__Problem description__: Among the lines below, which ones contain the word "beak"? Copy every such line.

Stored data
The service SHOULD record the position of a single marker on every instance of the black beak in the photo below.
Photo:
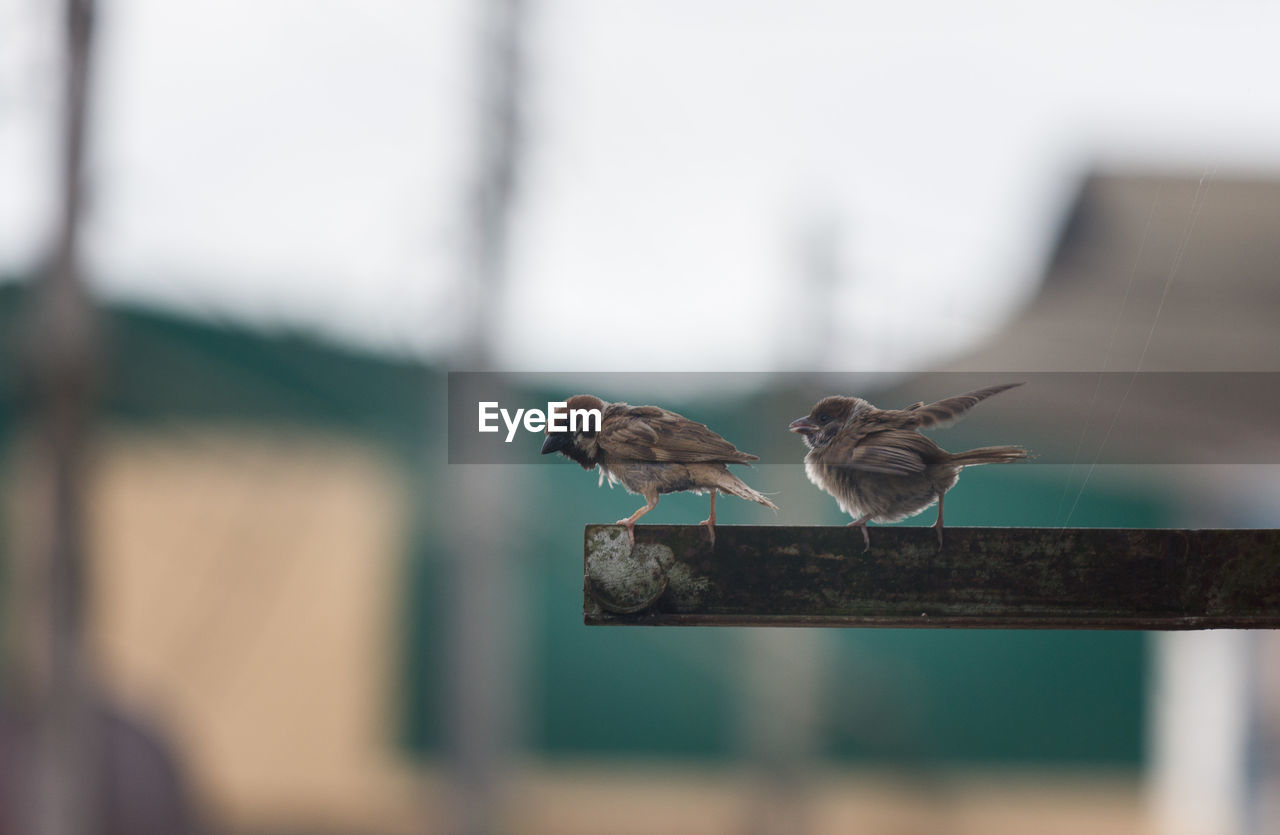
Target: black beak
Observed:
(803, 425)
(554, 442)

__Result__:
The service SHOULD record the position of a single marker on every instance of the black beak in the photo below.
Target: black beak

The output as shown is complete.